By looking at the graph (Figure 3), we can see that until system loadings go beyond 50% almost all sends will be in a queue of 4 or less, but beyond 50% the proportion of carriers in this relatively short queue reduces sharply. If the graph is reversed (Figure 2), to show carriers queuing longer than 4 it is seen of course, that the graph turns steeply upwards beyond approximately 60% loading. The 60% threshold can therefore be considered a target capacity loading when designing a PTS network if the aim is to move the majority of carriers promptly. It can also be seen that designing a network where the predicted traffic occupies less than around 30% of the available capacity is, unless high growth rates are forecast, overkill and a waste of resources.

 

To summarize: by deciding exactly what is to be transported in the PTS, looking at the way the sample volumes convert to carrier volumes by predicting working practices and by designing a network where the predicted carrier traffic occupies between 30% and 60% of the available capacity on each part of the network we can, excluding improbable scenarios, achieve the objective of moving all transactions within 10 minutes.

BRINGING THE COMPLETE DESIGN TOGETHER

Whilst all the above provides a firm foundation for designing a network it is a little simplistic because each section of the network is being considered in isolation whereas in reality they are interactive. In a PTS network consisting of several interconnected systems, each able to move a carrier simultaneously, a complete transaction is likely to move from one system to another through a system link, coupler or interchange. The overall efficiency of the network is therefore affected by the performance of the hardware and software which make up the network.

On the largest networks the central interchange can operate as a “carrier server”. This system is in effect a large, robotic store and forwarding device, the efficiency of which depends upon effectively harnessing reliable hardware and sophisticated control software. (Figure 4) The input and output transactions to and from a central coupler need not be contiguous if the coupler has storage areas within itself that can temporarily hold incoming carriers and ‘serve’ them out to the receiving system as it becomes free. This central storage provides a solution to the design problem where carriers are queuing in a sending system because a receiving system is taking time to clear. Without central storage carriers queue at the station with all the access problems previously discussed, whereas with central storage within the system coupler, the queue can be moved away from the stations allowing users easier station access for subsequent transactions. Central carrier storage also gives some potential for performance improvements in absolute carrier throughput. If a carrier which is queued for a local transaction, is behind another carrier which has to cross the system coupler, moving the first carrier into the coupler central storage frees up the second carrier which will subsequently complete its transaction earlier.
####################
◆ **To do**:
1. In the text on PTS network design, what system loading percentage can be considered a target capacity loading?
2. Output the part of the PTS network design text from "By looking at" to "waste of resources.".
3. Pick up the text on PTS network design after its last sentence and continue it.

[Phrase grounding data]
####################
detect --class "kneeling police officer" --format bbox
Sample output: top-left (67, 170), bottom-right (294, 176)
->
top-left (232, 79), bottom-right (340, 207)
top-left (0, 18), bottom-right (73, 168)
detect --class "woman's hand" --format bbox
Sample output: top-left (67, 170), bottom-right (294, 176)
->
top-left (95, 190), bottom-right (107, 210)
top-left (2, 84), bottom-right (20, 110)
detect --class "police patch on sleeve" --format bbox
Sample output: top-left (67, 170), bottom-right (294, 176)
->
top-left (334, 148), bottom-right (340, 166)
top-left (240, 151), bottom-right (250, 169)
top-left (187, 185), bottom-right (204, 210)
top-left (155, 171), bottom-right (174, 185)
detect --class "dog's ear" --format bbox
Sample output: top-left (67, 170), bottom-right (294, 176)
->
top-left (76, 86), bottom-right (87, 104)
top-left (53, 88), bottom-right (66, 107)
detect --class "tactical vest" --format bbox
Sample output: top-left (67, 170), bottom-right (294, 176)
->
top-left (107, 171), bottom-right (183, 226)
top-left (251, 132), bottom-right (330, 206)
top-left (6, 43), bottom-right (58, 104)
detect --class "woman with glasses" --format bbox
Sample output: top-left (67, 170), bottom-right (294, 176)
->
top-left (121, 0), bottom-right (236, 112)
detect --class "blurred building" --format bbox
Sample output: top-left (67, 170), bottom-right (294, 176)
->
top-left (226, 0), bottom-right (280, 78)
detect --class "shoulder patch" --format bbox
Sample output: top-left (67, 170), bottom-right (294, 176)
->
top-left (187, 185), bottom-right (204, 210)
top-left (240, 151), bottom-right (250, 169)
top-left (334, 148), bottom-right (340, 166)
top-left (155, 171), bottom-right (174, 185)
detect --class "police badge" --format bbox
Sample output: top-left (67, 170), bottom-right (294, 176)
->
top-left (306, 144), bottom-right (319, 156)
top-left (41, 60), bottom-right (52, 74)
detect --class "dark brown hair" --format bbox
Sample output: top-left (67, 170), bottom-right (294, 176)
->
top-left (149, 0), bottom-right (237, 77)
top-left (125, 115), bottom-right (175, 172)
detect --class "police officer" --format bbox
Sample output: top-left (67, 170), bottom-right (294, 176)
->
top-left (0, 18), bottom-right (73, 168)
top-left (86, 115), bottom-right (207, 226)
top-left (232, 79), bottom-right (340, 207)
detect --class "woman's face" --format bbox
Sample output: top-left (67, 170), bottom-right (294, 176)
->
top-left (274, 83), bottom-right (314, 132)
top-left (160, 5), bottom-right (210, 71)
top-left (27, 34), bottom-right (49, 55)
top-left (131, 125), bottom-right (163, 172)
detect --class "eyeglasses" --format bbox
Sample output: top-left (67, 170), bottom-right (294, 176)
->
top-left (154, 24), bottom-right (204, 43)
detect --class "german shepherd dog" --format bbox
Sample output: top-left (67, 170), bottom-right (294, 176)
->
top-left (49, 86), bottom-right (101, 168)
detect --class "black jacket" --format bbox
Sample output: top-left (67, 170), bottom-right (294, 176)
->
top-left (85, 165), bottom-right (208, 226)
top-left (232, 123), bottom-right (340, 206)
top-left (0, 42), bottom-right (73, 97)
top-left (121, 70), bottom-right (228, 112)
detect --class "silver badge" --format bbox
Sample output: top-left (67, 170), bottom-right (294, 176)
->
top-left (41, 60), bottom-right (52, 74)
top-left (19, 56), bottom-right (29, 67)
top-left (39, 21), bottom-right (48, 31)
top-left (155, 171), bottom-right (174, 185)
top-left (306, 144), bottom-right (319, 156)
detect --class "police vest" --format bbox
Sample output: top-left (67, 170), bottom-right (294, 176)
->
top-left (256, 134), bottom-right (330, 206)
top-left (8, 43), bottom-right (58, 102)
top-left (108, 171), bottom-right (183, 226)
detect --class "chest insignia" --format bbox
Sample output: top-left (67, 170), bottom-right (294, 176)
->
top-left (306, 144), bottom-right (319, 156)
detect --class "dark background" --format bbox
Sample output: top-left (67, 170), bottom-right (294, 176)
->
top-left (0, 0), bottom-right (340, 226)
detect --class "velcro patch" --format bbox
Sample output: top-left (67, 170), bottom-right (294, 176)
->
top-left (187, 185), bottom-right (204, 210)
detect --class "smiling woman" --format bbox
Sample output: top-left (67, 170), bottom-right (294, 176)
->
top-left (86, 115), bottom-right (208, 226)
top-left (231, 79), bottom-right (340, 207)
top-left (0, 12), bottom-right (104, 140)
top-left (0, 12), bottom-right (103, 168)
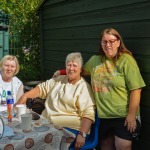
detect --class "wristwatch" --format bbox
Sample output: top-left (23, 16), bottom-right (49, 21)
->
top-left (78, 131), bottom-right (86, 138)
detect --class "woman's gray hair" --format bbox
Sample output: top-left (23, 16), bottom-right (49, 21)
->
top-left (0, 55), bottom-right (20, 75)
top-left (66, 52), bottom-right (83, 67)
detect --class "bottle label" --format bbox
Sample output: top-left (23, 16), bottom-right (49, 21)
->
top-left (7, 99), bottom-right (14, 104)
top-left (1, 90), bottom-right (6, 104)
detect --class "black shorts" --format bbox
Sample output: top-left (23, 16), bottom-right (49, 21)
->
top-left (99, 118), bottom-right (141, 141)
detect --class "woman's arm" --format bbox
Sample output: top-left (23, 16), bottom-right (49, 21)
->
top-left (75, 118), bottom-right (93, 150)
top-left (16, 84), bottom-right (24, 101)
top-left (125, 89), bottom-right (141, 132)
top-left (15, 86), bottom-right (40, 106)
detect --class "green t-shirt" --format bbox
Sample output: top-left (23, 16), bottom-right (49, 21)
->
top-left (84, 54), bottom-right (145, 118)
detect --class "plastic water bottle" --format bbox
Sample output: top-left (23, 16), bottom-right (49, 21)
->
top-left (6, 91), bottom-right (14, 122)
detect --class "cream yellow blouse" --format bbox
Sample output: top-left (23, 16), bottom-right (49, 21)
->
top-left (38, 75), bottom-right (95, 130)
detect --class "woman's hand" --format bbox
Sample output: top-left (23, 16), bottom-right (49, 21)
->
top-left (75, 134), bottom-right (85, 150)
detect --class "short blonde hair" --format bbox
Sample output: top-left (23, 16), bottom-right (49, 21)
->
top-left (66, 52), bottom-right (83, 67)
top-left (0, 55), bottom-right (20, 75)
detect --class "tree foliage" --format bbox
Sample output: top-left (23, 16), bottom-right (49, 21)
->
top-left (0, 0), bottom-right (43, 81)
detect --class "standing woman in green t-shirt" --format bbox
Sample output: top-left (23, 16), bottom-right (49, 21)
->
top-left (83, 28), bottom-right (145, 150)
top-left (54, 28), bottom-right (145, 150)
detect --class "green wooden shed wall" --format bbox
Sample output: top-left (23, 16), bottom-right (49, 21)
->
top-left (40, 0), bottom-right (150, 150)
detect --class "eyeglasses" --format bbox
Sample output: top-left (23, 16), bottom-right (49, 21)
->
top-left (101, 39), bottom-right (118, 46)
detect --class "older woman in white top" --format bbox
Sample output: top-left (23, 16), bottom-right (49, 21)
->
top-left (15, 52), bottom-right (95, 149)
top-left (0, 55), bottom-right (24, 104)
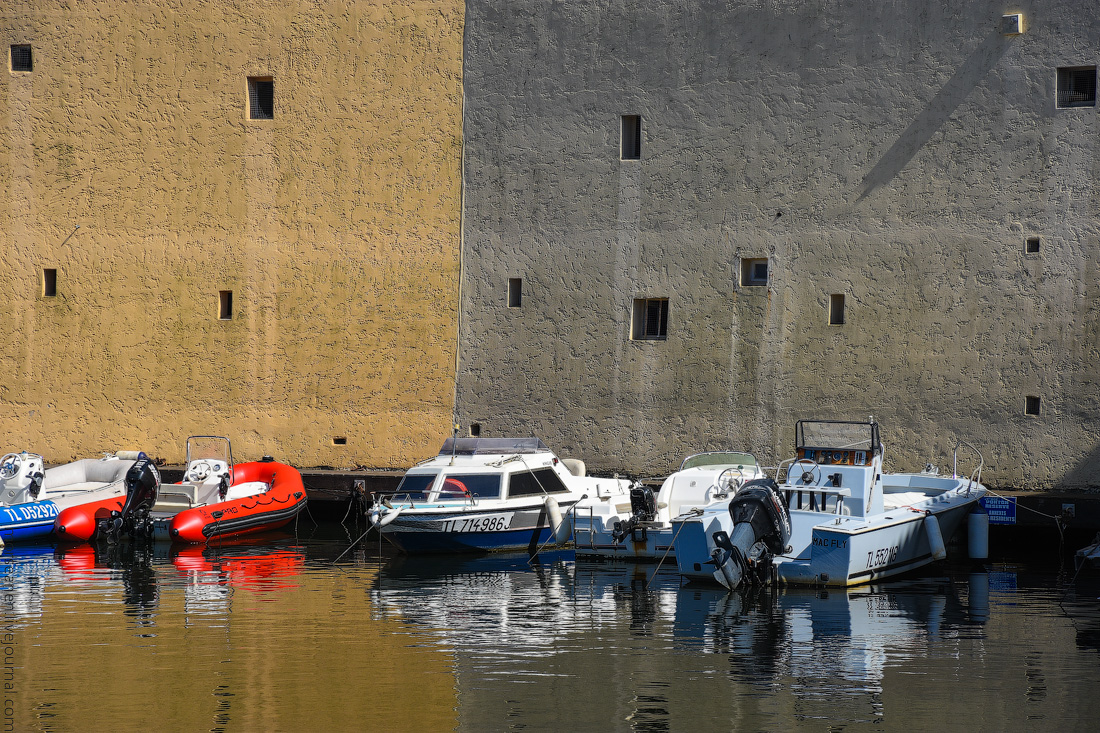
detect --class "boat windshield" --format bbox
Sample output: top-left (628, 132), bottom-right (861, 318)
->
top-left (437, 473), bottom-right (501, 501)
top-left (794, 420), bottom-right (882, 452)
top-left (393, 473), bottom-right (439, 502)
top-left (187, 435), bottom-right (233, 467)
top-left (680, 450), bottom-right (757, 471)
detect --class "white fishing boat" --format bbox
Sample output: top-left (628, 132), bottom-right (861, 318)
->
top-left (672, 420), bottom-right (986, 588)
top-left (369, 438), bottom-right (631, 554)
top-left (0, 450), bottom-right (142, 545)
top-left (573, 451), bottom-right (765, 560)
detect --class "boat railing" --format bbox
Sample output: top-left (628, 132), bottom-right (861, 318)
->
top-left (952, 440), bottom-right (986, 496)
top-left (783, 485), bottom-right (851, 514)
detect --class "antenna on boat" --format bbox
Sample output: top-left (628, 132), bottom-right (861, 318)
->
top-left (450, 423), bottom-right (460, 466)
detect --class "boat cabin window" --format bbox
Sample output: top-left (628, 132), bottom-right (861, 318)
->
top-left (508, 468), bottom-right (569, 497)
top-left (439, 473), bottom-right (501, 500)
top-left (394, 473), bottom-right (439, 502)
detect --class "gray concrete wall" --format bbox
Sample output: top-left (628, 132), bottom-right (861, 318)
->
top-left (457, 0), bottom-right (1100, 489)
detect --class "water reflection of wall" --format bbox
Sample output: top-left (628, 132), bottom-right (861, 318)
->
top-left (372, 558), bottom-right (1095, 730)
top-left (0, 539), bottom-right (455, 730)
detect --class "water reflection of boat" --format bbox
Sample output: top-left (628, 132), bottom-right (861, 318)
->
top-left (372, 556), bottom-right (988, 685)
top-left (573, 450), bottom-right (765, 560)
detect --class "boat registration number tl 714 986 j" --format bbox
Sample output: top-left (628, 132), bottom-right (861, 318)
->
top-left (3, 502), bottom-right (57, 522)
top-left (439, 512), bottom-right (512, 532)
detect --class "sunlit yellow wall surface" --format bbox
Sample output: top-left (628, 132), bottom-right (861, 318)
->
top-left (0, 0), bottom-right (463, 467)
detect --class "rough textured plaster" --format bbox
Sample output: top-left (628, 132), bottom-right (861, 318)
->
top-left (0, 0), bottom-right (463, 467)
top-left (457, 0), bottom-right (1100, 488)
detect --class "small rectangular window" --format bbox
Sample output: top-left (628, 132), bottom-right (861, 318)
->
top-left (218, 291), bottom-right (233, 320)
top-left (741, 258), bottom-right (768, 285)
top-left (619, 114), bottom-right (641, 161)
top-left (508, 468), bottom-right (569, 497)
top-left (828, 294), bottom-right (844, 326)
top-left (630, 298), bottom-right (669, 340)
top-left (249, 76), bottom-right (275, 120)
top-left (11, 44), bottom-right (34, 72)
top-left (1058, 66), bottom-right (1097, 108)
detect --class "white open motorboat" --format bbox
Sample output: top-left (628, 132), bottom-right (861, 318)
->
top-left (0, 450), bottom-right (143, 546)
top-left (672, 419), bottom-right (986, 588)
top-left (369, 438), bottom-right (631, 554)
top-left (573, 451), bottom-right (765, 560)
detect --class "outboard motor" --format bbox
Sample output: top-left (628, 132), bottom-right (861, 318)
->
top-left (26, 471), bottom-right (46, 502)
top-left (96, 452), bottom-right (161, 541)
top-left (612, 483), bottom-right (657, 543)
top-left (708, 479), bottom-right (791, 590)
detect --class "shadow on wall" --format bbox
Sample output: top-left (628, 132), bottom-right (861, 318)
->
top-left (857, 32), bottom-right (1015, 203)
top-left (1059, 445), bottom-right (1100, 489)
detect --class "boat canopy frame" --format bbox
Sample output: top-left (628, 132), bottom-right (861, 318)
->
top-left (794, 420), bottom-right (882, 455)
top-left (439, 437), bottom-right (551, 456)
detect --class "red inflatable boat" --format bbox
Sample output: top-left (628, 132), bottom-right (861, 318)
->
top-left (168, 461), bottom-right (306, 543)
top-left (54, 441), bottom-right (306, 543)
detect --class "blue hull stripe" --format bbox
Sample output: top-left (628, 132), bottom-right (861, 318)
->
top-left (0, 501), bottom-right (58, 543)
top-left (385, 527), bottom-right (551, 554)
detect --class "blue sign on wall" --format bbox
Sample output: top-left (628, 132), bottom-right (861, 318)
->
top-left (981, 496), bottom-right (1016, 524)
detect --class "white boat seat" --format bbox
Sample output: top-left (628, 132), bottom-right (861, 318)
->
top-left (882, 491), bottom-right (928, 510)
top-left (42, 481), bottom-right (108, 495)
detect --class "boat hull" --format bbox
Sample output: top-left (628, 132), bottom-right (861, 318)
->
top-left (0, 500), bottom-right (61, 543)
top-left (54, 461), bottom-right (306, 543)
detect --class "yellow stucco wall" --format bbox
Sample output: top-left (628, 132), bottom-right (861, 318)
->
top-left (0, 0), bottom-right (463, 468)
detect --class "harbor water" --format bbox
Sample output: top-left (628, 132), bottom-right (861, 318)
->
top-left (0, 522), bottom-right (1100, 731)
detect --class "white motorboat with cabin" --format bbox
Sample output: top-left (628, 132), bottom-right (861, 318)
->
top-left (369, 437), bottom-right (631, 554)
top-left (672, 419), bottom-right (986, 588)
top-left (573, 450), bottom-right (765, 560)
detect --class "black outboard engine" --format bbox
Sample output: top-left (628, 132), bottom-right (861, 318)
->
top-left (612, 483), bottom-right (657, 543)
top-left (96, 452), bottom-right (161, 541)
top-left (630, 484), bottom-right (657, 522)
top-left (28, 471), bottom-right (46, 502)
top-left (710, 479), bottom-right (791, 590)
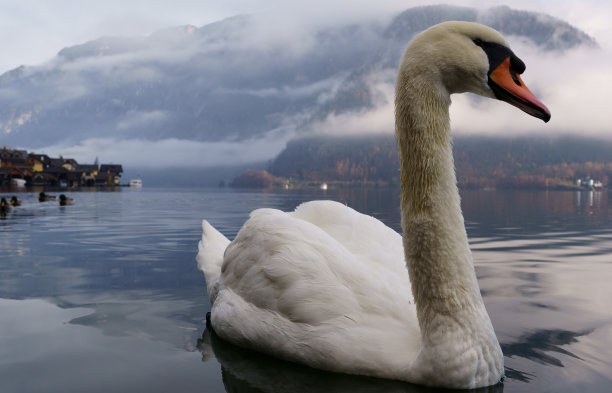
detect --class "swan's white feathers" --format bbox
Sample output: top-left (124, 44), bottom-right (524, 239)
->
top-left (196, 220), bottom-right (230, 303)
top-left (202, 201), bottom-right (420, 375)
top-left (198, 22), bottom-right (532, 388)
####################
◆ **Numbered responses**:
1. 60% loading can be considered the target capacity loading.

2.
By looking at the graph (Figure 3), we can see that until system loadings go beyond 50% almost all sends will be in a queue of 4 or less, but beyond 50% the proportion of carriers in this relatively short queue reduces sharply. If the graph is reversed (Figure 2), to show carriers queuing longer than 4 it is seen of course, that the graph turns steeply upwards beyond approximately 60% loading. The 60% threshold can therefore be considered a target capacity loading when designing a PTS network if the aim is to move the majority of carriers promptly. It can also be seen that designing a network where the predicted traffic occupies less than around 30% of the available capacity is, unless high growth rates are forecast, overkill and a waste of resources.

3.
In addition to layout and hardware performance, the efficiency of a PTS network depends heavily on the performance and durability of the control system and software which sits on top of the physical network. A full discussion of this subject is however outside the scope of this article. As has been alluded to efficient routing and use of the storage sites depends on intelligent algorithms based on a similar understanding of the capacity concepts discussed above.

CONCLUSIONS

Pneumatic Tube Systems can provide major benefits to large institutions where delayed transport of specimens, drugs, orders and reports produce bottlenecks in the delivery of patient care. Though superficially the technology is not sophisticated, in engineering terms to get the best performance from complete systems, great care must be taken at the design stage. This article has highlighted some of the fundamental issues and prospective purchasers of these systems are encouraged to seek informed advice in designing systems so as to avoid disappointment in final performance due to inappropriate cost cutting during procurement.